** Opening EXTRACTED TEXT block **

Barclays reiterates Netflix as equal weight
Barclays said it’s standing by its equal weight rating on the stock and that growth could “slow substantially going forward.”
“Netflix core growth excluding the impact of paid sharing may have been quite weak last year.”
KBW upgrades Coinbase to market perform from underperform
KBW upgraded Coinbase after its earnings report Thursday.
“Solid revenue beat in the quarter on retail engagement ultimately being much stronger than expected towards year-end.”
Oppenheimer downgrades Roku to perform from outperform
Oppenheimer downgraded the stock following earnings on Thursday and said shares are poised to be range-bound.
“We are downgrading ROKU to Perform from Outperform and removing our $100 price target as we see the stock range-bound until the company sustainably delivers high-teens Platform revenue growth.”
Wells Fargo initiates Super Micro as equal weight
Wells Fargo said the tech company is an artificial intelligence beneficiary but that the stock is fairly valued right now.
“We expect Supermicro’s building-block portfolio breadth and engineering-first culture will continue to position the company as a first-to-mkt leader on next-gen. accelerated-compute architectures.”
Daiwa downgrades Arm to neutral from outperform
Daiwa downgraded the semis company mainly on valuation.
“Above expectation 3Q sent stock skyrocketing >60%, >130% vs launch. With Softbank/others owning >90%, could keep share price elevated. Very positive on Arm’s positioning, but look for a better re-entry point.”
Morgan Stanley reiterates Eli Lilly as overweight
Morgan Stanley raised its price target on the stock to $950 per share from $805 and says it can be the first $1 trillion company.
“Reiterate OW rating on LLY as we see upside to 2025+ estimates (and refresh our Bull scenario, which hinges on LLY’s oral GLP-1) and make the case for why the stock continues to deserve a premium P/E multiple on outer-year estimates vs. historical Pharma stocks.”
Guggenheim downgrades SunPower to sell from neutral
Guggenheim said it remains concerned about the solar company’s financials.
“We are downgrading our investment recommendation from Neutral to Sell with a $1 PT following SPWR’s announcement of a rescue financing package yesterday.”

** Closing EXTRACTED TEXT block **
** Opening RECORD EXTRACTS block **

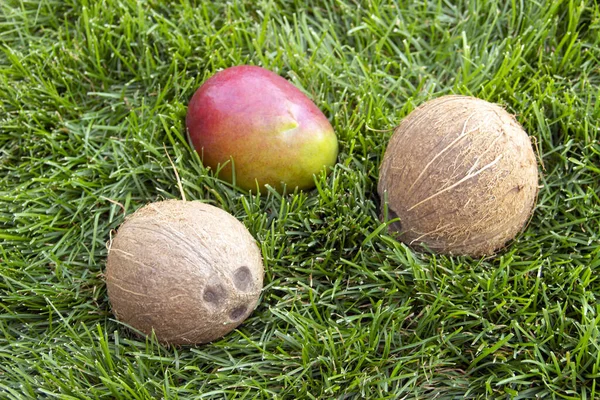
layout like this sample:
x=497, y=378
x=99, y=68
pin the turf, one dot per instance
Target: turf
x=94, y=96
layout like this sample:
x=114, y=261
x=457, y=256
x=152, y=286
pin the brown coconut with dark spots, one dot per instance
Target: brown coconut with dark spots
x=461, y=175
x=186, y=270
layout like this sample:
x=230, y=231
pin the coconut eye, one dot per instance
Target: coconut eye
x=242, y=278
x=237, y=313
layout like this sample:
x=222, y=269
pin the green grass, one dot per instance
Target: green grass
x=93, y=98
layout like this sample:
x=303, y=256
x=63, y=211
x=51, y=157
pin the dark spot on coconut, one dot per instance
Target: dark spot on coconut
x=237, y=313
x=242, y=278
x=214, y=294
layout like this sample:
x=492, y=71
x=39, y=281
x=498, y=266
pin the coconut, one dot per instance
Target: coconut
x=461, y=175
x=186, y=270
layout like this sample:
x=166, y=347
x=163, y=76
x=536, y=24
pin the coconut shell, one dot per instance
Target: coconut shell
x=461, y=175
x=186, y=270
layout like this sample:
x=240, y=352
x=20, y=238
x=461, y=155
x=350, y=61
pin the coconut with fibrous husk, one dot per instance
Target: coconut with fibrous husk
x=461, y=175
x=186, y=270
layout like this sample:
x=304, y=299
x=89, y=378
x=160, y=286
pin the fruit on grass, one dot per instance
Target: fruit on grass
x=186, y=270
x=252, y=120
x=461, y=175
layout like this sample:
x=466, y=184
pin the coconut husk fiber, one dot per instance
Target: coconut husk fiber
x=461, y=175
x=186, y=270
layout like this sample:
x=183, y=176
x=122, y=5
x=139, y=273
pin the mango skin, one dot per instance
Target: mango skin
x=262, y=124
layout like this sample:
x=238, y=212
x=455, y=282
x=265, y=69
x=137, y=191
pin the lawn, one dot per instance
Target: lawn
x=93, y=100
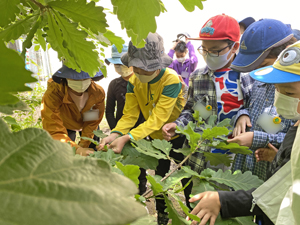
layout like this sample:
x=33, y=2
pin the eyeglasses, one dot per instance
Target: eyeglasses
x=213, y=53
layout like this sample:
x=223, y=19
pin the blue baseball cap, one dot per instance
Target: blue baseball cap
x=286, y=69
x=257, y=42
x=68, y=73
x=115, y=55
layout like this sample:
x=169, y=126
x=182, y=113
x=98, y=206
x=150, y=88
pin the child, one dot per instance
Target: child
x=260, y=46
x=155, y=91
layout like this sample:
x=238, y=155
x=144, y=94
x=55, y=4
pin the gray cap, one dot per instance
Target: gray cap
x=149, y=58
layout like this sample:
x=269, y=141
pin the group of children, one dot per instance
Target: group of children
x=151, y=103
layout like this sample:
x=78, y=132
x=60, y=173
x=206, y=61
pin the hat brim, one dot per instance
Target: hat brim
x=113, y=61
x=272, y=75
x=147, y=65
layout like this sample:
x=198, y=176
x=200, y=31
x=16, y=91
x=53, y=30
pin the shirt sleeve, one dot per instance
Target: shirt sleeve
x=111, y=106
x=90, y=126
x=160, y=114
x=131, y=112
x=50, y=113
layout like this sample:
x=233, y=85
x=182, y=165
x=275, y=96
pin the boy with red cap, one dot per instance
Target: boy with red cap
x=215, y=89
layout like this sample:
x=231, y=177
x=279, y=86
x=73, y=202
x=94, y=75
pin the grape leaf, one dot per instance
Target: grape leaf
x=78, y=47
x=11, y=63
x=146, y=148
x=237, y=180
x=130, y=171
x=217, y=158
x=88, y=15
x=40, y=176
x=189, y=5
x=162, y=145
x=8, y=11
x=141, y=21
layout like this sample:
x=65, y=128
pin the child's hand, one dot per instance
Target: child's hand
x=208, y=208
x=244, y=139
x=266, y=154
x=242, y=123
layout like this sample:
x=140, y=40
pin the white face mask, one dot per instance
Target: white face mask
x=215, y=63
x=79, y=85
x=146, y=78
x=124, y=71
x=286, y=106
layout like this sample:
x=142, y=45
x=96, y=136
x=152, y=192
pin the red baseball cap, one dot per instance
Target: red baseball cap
x=220, y=27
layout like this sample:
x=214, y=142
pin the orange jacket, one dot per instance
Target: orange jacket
x=60, y=113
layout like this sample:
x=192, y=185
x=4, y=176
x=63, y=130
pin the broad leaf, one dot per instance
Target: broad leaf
x=40, y=176
x=156, y=185
x=88, y=15
x=130, y=171
x=173, y=214
x=8, y=11
x=190, y=5
x=9, y=108
x=162, y=145
x=11, y=63
x=133, y=157
x=217, y=158
x=113, y=39
x=78, y=47
x=145, y=15
x=146, y=148
x=237, y=180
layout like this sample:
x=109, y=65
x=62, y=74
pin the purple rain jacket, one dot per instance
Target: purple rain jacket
x=189, y=64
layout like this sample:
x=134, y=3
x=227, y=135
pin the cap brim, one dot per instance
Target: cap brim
x=113, y=61
x=272, y=75
x=152, y=65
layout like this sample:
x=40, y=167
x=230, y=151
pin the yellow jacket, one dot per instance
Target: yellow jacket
x=161, y=101
x=60, y=113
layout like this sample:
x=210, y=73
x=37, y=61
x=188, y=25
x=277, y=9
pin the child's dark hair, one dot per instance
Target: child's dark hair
x=181, y=47
x=274, y=53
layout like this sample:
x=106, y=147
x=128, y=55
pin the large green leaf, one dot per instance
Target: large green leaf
x=78, y=47
x=189, y=5
x=41, y=182
x=146, y=148
x=237, y=180
x=13, y=75
x=138, y=16
x=8, y=11
x=88, y=15
x=130, y=171
x=15, y=30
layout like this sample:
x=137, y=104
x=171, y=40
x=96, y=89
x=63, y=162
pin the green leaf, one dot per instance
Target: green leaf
x=113, y=39
x=11, y=63
x=156, y=185
x=162, y=145
x=130, y=171
x=14, y=31
x=237, y=180
x=173, y=214
x=141, y=21
x=100, y=134
x=88, y=15
x=78, y=47
x=91, y=140
x=9, y=108
x=215, y=132
x=192, y=136
x=8, y=11
x=190, y=5
x=217, y=158
x=48, y=178
x=146, y=148
x=41, y=39
x=133, y=157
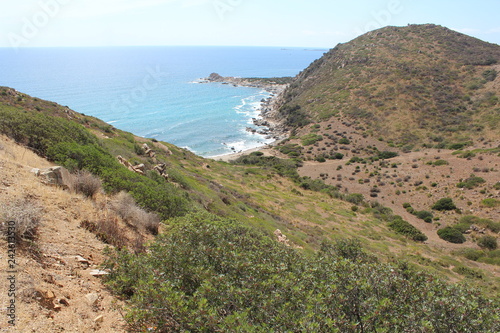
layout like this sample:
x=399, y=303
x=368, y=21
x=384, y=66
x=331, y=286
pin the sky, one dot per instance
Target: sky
x=284, y=23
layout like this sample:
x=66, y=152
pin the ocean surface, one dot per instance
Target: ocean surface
x=154, y=91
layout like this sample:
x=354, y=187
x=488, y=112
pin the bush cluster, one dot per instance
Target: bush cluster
x=422, y=214
x=209, y=274
x=74, y=147
x=471, y=182
x=126, y=207
x=405, y=228
x=451, y=235
x=444, y=204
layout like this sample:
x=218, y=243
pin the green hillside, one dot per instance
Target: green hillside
x=410, y=86
x=340, y=262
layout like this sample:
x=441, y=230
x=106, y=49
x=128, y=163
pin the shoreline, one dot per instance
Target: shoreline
x=267, y=123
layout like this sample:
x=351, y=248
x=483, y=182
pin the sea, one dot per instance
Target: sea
x=155, y=92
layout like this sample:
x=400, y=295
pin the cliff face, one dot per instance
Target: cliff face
x=421, y=84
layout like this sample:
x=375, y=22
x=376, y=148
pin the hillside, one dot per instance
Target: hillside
x=219, y=250
x=414, y=86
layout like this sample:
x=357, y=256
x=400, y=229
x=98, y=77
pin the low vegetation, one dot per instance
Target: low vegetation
x=25, y=216
x=213, y=274
x=444, y=204
x=451, y=235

** Closing RECORD EXTRACTS block **

WHAT THE EXERCISE ASKS:
Answer these questions from the analyst ratings text:
1. To what price per share did Morgan Stanley raise its target on Eli Lilly?
2. To what rating did Daiwa downgrade Arm?
3. What price target does Guggenheim give SunPower with its Sell recommendation?
The listing is separate material and is unrelated to the analyst ratings text.

OUTPUT BELOW:
1. $950 per share, up from $805.
2. Neutral, down from outperform.
3. $1.